Object point labels:

* begin *

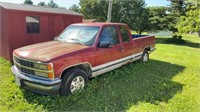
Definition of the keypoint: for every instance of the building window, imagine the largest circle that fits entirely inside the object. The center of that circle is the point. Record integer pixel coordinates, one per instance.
(32, 24)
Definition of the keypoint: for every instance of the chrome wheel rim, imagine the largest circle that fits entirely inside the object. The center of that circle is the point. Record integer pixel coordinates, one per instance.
(145, 58)
(77, 84)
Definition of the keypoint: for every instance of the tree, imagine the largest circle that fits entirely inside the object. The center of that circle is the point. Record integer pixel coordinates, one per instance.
(74, 8)
(157, 18)
(135, 15)
(53, 4)
(41, 4)
(176, 10)
(28, 2)
(191, 21)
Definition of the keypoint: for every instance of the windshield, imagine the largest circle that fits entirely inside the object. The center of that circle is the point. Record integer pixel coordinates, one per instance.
(84, 35)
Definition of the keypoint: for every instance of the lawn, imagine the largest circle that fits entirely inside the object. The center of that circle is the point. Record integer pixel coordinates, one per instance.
(170, 81)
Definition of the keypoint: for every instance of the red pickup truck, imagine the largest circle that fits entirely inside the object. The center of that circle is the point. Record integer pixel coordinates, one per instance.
(80, 52)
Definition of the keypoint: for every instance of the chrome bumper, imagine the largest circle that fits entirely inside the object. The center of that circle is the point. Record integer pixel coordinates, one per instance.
(36, 84)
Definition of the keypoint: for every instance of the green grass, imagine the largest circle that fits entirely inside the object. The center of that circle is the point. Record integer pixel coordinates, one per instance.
(170, 81)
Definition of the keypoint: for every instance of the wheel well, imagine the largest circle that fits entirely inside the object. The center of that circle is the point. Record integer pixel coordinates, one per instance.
(85, 67)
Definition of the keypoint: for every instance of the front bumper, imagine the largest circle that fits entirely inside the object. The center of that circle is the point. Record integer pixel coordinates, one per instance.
(36, 84)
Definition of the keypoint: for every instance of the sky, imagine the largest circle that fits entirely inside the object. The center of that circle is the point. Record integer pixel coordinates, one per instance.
(68, 3)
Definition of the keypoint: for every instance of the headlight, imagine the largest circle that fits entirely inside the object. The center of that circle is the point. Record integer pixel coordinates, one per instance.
(43, 66)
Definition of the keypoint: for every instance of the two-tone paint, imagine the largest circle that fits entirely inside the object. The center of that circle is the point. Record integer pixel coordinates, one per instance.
(98, 60)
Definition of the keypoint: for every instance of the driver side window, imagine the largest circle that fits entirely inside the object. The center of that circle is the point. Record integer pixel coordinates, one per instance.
(109, 35)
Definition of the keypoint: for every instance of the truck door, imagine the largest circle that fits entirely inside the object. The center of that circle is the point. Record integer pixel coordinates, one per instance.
(127, 44)
(106, 57)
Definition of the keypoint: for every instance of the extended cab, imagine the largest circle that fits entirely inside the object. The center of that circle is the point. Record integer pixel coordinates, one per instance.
(80, 52)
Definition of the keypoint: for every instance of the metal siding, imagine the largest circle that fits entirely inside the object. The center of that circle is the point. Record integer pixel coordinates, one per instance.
(13, 32)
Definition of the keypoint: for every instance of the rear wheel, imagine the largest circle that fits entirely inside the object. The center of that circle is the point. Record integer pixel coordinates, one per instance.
(73, 81)
(145, 56)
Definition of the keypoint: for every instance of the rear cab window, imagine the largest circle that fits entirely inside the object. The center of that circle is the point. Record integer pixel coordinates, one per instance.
(124, 33)
(109, 34)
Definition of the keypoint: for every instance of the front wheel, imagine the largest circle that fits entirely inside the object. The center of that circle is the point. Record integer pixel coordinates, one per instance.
(145, 56)
(73, 81)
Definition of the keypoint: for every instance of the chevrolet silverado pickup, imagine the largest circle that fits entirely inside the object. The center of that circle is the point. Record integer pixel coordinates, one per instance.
(80, 52)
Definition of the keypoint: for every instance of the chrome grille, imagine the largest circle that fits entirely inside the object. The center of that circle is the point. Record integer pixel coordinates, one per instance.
(24, 70)
(24, 63)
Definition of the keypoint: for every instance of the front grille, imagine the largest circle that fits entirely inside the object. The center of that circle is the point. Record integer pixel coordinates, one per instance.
(24, 63)
(24, 70)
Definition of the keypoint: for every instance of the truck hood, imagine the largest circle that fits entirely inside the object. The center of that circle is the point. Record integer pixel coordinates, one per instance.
(47, 51)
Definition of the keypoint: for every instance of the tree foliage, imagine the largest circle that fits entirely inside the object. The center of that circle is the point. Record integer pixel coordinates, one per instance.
(157, 18)
(75, 8)
(176, 10)
(53, 4)
(191, 21)
(28, 2)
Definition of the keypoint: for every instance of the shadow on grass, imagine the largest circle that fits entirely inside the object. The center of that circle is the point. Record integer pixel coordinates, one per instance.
(119, 89)
(180, 42)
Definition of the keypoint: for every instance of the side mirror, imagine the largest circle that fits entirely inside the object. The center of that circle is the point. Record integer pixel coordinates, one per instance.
(105, 45)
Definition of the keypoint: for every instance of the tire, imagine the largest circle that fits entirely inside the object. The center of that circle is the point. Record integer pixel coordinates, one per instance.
(73, 81)
(145, 56)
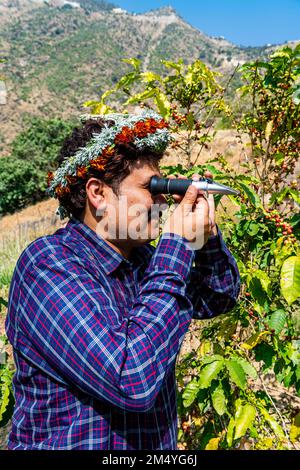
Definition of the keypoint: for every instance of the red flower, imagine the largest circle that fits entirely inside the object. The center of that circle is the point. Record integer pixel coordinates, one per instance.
(71, 179)
(50, 177)
(141, 129)
(61, 191)
(97, 164)
(108, 152)
(81, 172)
(125, 136)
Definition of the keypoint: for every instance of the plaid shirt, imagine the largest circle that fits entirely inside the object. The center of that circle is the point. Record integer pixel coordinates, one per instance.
(95, 336)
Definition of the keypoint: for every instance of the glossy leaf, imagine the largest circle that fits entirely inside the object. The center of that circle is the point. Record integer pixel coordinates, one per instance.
(236, 373)
(210, 372)
(290, 279)
(277, 321)
(244, 418)
(219, 399)
(190, 393)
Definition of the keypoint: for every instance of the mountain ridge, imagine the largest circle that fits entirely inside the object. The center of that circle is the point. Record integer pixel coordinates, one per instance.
(58, 55)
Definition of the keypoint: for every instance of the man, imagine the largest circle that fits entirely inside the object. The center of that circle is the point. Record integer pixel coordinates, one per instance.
(96, 315)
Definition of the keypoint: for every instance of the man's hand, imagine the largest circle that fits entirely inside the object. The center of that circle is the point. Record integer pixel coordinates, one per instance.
(190, 219)
(211, 202)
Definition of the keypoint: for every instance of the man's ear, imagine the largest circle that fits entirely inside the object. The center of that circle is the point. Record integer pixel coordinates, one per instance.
(95, 194)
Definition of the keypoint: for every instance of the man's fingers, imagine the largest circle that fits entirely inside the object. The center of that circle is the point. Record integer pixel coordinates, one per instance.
(208, 174)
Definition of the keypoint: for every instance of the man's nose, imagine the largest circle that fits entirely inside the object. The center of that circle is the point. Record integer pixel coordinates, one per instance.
(159, 199)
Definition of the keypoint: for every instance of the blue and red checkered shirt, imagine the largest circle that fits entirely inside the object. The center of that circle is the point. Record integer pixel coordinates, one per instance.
(95, 336)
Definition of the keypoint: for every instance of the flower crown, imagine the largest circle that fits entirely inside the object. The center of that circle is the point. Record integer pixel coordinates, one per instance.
(145, 131)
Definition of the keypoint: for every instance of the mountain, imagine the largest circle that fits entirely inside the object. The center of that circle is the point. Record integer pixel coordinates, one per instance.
(59, 53)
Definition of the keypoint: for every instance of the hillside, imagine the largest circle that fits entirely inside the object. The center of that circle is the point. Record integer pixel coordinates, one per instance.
(59, 53)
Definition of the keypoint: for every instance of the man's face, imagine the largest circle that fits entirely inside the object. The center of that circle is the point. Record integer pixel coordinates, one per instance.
(132, 217)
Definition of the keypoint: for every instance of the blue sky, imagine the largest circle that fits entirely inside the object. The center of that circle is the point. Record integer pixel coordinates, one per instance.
(245, 22)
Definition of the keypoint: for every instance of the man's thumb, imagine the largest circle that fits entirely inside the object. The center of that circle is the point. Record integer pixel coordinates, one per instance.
(189, 197)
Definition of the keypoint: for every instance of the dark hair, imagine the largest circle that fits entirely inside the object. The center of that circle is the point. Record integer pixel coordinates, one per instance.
(117, 168)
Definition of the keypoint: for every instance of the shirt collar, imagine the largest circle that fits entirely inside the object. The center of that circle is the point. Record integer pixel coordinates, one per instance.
(108, 258)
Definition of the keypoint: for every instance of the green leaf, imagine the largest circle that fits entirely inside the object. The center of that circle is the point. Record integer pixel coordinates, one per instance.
(277, 320)
(213, 444)
(190, 393)
(230, 431)
(254, 340)
(148, 77)
(134, 62)
(244, 418)
(219, 399)
(248, 368)
(290, 279)
(172, 65)
(295, 195)
(259, 285)
(163, 104)
(209, 372)
(213, 358)
(236, 373)
(276, 428)
(252, 196)
(268, 130)
(141, 96)
(295, 428)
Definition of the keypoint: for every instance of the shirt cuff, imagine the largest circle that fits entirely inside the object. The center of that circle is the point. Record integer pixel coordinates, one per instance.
(173, 253)
(213, 250)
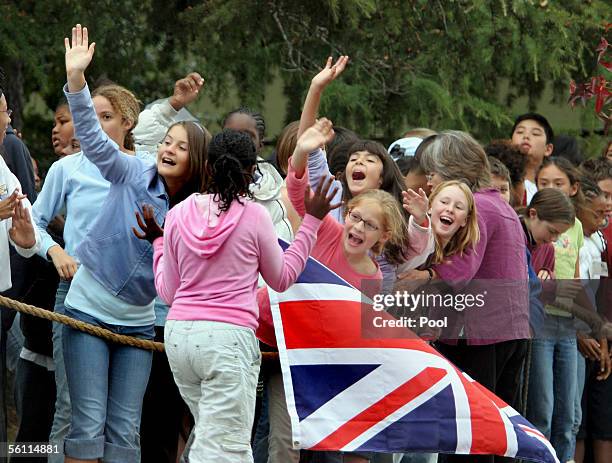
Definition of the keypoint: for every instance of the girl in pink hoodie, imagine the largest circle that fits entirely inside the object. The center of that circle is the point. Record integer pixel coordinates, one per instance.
(206, 267)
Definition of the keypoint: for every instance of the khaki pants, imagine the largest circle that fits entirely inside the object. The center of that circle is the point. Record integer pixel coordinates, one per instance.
(215, 366)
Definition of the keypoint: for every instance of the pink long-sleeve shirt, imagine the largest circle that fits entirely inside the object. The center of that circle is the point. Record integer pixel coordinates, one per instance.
(207, 264)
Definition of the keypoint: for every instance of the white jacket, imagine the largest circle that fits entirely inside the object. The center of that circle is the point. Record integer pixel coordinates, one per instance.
(8, 184)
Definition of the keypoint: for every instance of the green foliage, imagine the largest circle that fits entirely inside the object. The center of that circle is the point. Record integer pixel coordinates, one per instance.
(413, 62)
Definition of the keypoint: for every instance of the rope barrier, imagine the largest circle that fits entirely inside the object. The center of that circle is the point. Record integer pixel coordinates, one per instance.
(96, 330)
(82, 326)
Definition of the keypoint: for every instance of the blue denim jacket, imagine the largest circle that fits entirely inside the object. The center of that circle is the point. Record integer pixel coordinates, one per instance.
(122, 263)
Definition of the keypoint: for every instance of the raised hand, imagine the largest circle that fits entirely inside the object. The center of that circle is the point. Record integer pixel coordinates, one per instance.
(316, 136)
(329, 72)
(416, 204)
(148, 225)
(186, 90)
(65, 264)
(79, 54)
(8, 204)
(22, 231)
(319, 203)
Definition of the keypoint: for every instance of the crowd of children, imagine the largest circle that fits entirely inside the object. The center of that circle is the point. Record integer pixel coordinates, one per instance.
(149, 226)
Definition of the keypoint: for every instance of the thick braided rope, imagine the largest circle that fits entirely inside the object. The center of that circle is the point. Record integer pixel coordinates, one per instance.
(82, 326)
(96, 330)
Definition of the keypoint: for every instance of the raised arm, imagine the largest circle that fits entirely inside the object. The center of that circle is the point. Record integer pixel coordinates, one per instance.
(115, 166)
(280, 269)
(317, 86)
(154, 121)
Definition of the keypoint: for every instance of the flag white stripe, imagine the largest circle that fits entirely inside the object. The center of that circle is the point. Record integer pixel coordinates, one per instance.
(321, 292)
(397, 415)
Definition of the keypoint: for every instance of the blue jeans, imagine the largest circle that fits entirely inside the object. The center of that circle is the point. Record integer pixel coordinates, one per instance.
(61, 418)
(552, 385)
(580, 380)
(107, 383)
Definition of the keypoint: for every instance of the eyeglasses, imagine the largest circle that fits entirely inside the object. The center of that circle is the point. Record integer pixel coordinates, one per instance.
(356, 218)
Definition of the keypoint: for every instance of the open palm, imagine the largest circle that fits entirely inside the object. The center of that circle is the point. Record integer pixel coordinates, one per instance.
(79, 52)
(329, 72)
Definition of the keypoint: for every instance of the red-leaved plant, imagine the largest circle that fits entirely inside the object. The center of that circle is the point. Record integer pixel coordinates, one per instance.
(597, 87)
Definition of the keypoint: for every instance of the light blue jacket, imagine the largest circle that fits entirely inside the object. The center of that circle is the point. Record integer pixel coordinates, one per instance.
(120, 262)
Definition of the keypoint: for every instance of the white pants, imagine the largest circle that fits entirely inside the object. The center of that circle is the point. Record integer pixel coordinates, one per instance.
(215, 366)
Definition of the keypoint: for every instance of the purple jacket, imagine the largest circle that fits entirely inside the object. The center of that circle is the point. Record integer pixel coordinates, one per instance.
(499, 256)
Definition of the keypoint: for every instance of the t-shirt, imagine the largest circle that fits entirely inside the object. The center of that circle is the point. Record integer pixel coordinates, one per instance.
(567, 252)
(530, 190)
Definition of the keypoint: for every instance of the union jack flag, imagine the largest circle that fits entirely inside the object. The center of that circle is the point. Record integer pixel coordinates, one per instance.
(352, 393)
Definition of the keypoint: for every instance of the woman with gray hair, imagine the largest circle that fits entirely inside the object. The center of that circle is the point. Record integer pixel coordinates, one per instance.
(492, 340)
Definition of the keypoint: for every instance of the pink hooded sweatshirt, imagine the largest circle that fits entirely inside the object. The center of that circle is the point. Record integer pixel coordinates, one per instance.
(207, 264)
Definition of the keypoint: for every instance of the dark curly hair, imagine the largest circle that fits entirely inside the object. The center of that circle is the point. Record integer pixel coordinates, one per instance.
(231, 158)
(510, 156)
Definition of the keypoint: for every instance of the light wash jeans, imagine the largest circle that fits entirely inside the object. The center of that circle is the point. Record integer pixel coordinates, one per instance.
(107, 383)
(580, 383)
(216, 367)
(280, 446)
(61, 418)
(552, 384)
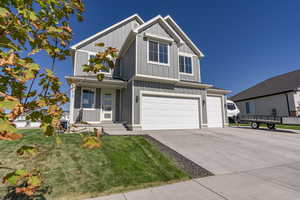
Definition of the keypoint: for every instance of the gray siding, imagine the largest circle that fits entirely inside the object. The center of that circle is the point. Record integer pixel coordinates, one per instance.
(127, 65)
(145, 68)
(81, 58)
(126, 102)
(86, 115)
(196, 73)
(115, 38)
(162, 87)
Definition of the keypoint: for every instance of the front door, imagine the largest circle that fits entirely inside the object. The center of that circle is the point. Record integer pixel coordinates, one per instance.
(107, 102)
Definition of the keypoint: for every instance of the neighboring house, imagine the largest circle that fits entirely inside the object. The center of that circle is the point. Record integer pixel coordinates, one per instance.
(156, 82)
(278, 96)
(21, 122)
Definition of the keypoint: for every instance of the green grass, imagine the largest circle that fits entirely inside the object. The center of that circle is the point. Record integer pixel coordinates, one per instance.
(72, 172)
(291, 127)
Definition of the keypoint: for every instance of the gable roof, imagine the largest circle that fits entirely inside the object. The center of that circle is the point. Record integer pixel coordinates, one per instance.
(163, 23)
(275, 85)
(135, 16)
(189, 42)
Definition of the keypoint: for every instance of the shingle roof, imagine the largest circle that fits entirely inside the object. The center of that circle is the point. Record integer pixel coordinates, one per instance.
(278, 84)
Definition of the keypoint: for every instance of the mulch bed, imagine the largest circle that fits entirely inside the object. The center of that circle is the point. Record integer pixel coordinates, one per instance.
(188, 166)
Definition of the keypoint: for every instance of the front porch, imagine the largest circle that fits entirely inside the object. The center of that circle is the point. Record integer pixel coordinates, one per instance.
(95, 103)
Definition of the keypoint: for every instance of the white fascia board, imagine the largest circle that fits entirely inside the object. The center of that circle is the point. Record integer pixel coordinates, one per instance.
(165, 24)
(142, 77)
(200, 54)
(158, 37)
(141, 21)
(218, 91)
(196, 85)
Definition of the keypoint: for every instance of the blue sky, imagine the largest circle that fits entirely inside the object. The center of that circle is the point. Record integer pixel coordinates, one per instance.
(244, 41)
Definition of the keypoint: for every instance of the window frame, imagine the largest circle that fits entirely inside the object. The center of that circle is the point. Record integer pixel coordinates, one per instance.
(192, 63)
(247, 105)
(94, 54)
(148, 51)
(94, 103)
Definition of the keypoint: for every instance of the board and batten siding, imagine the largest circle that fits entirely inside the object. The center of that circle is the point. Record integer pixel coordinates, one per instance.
(86, 115)
(114, 38)
(127, 65)
(163, 87)
(145, 68)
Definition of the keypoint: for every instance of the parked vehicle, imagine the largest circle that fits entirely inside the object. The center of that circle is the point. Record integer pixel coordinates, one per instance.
(232, 111)
(270, 121)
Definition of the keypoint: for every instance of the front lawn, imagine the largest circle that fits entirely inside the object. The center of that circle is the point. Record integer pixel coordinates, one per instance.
(291, 127)
(72, 172)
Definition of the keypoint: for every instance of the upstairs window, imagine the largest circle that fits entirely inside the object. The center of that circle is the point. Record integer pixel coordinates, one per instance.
(158, 52)
(88, 98)
(185, 65)
(247, 107)
(108, 71)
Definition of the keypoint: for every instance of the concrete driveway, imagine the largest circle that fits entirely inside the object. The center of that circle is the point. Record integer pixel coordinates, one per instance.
(231, 150)
(248, 165)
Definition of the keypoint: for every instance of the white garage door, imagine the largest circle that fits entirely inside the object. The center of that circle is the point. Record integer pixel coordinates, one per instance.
(214, 111)
(160, 112)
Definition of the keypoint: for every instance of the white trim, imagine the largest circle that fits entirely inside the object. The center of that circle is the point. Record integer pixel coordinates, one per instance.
(141, 21)
(113, 109)
(133, 102)
(75, 63)
(120, 106)
(223, 109)
(86, 51)
(199, 71)
(200, 54)
(158, 37)
(159, 18)
(161, 79)
(94, 105)
(93, 122)
(196, 85)
(192, 62)
(136, 58)
(220, 91)
(94, 54)
(72, 101)
(168, 94)
(158, 63)
(186, 54)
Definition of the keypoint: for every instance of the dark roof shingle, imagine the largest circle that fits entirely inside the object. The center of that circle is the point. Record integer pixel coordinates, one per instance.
(278, 84)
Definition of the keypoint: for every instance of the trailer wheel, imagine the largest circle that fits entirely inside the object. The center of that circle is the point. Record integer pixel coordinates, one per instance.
(271, 126)
(254, 125)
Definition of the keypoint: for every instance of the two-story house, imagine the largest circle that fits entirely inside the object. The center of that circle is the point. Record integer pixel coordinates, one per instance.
(156, 82)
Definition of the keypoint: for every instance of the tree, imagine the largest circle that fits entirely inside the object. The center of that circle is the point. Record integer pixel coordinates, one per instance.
(28, 27)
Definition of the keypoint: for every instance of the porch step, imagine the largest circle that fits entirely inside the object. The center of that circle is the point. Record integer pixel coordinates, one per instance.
(109, 128)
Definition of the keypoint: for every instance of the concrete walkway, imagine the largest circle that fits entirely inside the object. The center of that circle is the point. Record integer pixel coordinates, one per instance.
(249, 164)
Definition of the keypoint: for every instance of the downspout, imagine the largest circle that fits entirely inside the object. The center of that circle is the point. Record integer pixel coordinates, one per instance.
(288, 103)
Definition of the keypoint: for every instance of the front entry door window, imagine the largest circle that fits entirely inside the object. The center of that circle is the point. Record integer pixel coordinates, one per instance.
(107, 105)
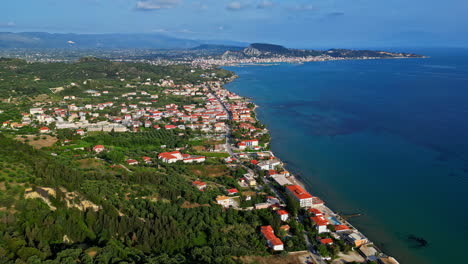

* end *

Exercise requirements: Locate every line in the entries above that contains the string "leaf", and copy each of those lines.

Task response:
Definition of the keypoint: for every instance of the glossy leaf, imagine the largest circle that fits entirely inside the object. The center of that circle is the point. Record integer pixel coordinates, one per instance.
Definition of the keypoint: for every instance of the green leaf, imagine the largest circle that fits entirely inside the object. The center of that circle is the point. Record integer pixel coordinates, one per instance.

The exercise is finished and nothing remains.